[Stored records]
* START *
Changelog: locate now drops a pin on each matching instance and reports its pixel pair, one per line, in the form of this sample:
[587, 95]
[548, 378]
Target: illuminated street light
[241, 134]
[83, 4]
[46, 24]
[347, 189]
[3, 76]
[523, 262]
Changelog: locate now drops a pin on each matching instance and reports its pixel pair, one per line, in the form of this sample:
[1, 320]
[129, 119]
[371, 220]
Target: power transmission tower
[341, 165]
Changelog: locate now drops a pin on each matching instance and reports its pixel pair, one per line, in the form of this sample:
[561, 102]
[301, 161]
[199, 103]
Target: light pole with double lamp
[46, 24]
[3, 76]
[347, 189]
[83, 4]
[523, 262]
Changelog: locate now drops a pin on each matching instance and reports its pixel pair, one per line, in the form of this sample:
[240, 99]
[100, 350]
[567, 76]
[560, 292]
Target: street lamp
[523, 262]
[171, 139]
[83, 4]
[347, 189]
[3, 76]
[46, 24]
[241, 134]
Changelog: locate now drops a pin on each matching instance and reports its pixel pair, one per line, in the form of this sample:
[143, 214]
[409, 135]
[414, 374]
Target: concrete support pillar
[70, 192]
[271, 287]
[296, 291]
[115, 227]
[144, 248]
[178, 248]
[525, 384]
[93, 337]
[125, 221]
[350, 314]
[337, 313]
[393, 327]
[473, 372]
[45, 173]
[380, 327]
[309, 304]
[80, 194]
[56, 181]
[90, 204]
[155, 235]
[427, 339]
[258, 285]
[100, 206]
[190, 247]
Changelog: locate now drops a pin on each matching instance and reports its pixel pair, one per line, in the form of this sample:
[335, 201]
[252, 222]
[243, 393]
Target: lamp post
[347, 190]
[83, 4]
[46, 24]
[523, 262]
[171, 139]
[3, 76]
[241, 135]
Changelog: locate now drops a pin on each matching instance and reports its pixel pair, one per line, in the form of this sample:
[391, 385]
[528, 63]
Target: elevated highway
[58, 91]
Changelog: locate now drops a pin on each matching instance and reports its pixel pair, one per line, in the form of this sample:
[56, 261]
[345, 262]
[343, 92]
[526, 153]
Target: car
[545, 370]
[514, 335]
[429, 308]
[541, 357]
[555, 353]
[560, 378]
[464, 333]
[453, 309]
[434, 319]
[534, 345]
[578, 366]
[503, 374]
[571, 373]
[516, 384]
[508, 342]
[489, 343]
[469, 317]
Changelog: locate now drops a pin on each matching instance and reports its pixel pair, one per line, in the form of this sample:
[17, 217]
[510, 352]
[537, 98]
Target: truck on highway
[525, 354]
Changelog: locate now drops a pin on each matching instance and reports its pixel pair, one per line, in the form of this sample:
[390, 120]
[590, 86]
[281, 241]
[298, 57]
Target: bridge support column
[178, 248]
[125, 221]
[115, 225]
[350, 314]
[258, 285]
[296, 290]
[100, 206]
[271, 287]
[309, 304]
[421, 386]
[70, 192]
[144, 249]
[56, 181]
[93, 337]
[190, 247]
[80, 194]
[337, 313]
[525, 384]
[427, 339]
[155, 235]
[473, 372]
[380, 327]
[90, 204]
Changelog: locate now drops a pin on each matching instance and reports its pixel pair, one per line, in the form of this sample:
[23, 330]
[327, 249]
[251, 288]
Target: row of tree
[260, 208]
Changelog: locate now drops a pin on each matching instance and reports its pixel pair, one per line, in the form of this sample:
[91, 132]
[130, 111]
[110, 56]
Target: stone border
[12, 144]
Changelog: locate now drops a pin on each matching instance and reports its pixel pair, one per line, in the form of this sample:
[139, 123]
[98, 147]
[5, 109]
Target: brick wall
* END *
> **Short task**
How many of the rows above contain the word "highway"? Reply with the number alone.

> **Task response**
2